Prompt: Reproduce the listing that follows in full. Omit its images.
● ● ● ●
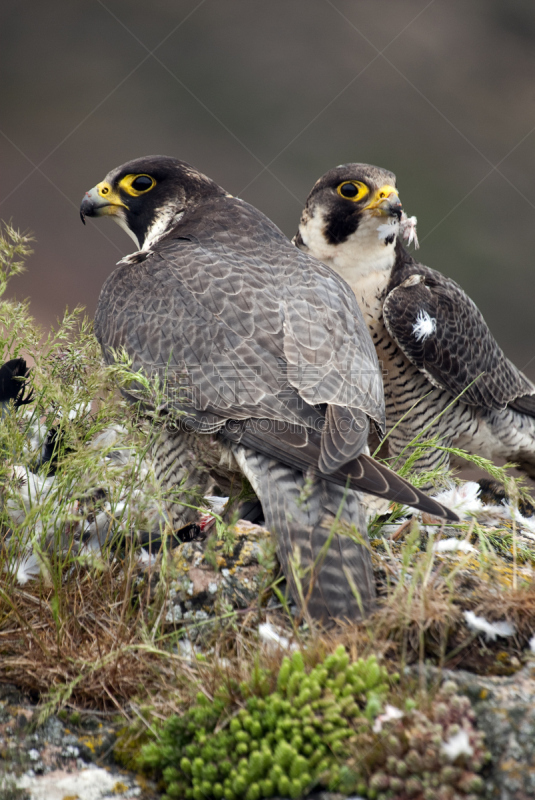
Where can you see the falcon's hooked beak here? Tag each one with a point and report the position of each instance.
(385, 203)
(100, 200)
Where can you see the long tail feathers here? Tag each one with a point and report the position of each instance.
(318, 526)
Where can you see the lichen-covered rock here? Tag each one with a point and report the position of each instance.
(220, 574)
(505, 713)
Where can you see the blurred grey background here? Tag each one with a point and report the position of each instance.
(264, 98)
● ● ● ●
Solution below:
Where can you see the falcon's hooked beak here? Tag each one with a point and report the position of each instance.
(385, 203)
(100, 200)
Where can you see the long tail feathers here? Tag each one with a point and report the position of each instance.
(318, 526)
Where can you see the lichen-covered rock here? Tag each one with a point and report the position of each instance.
(220, 574)
(505, 713)
Where can you see the blurred grey background here? Tag each one with a point and report the position of each instance.
(264, 98)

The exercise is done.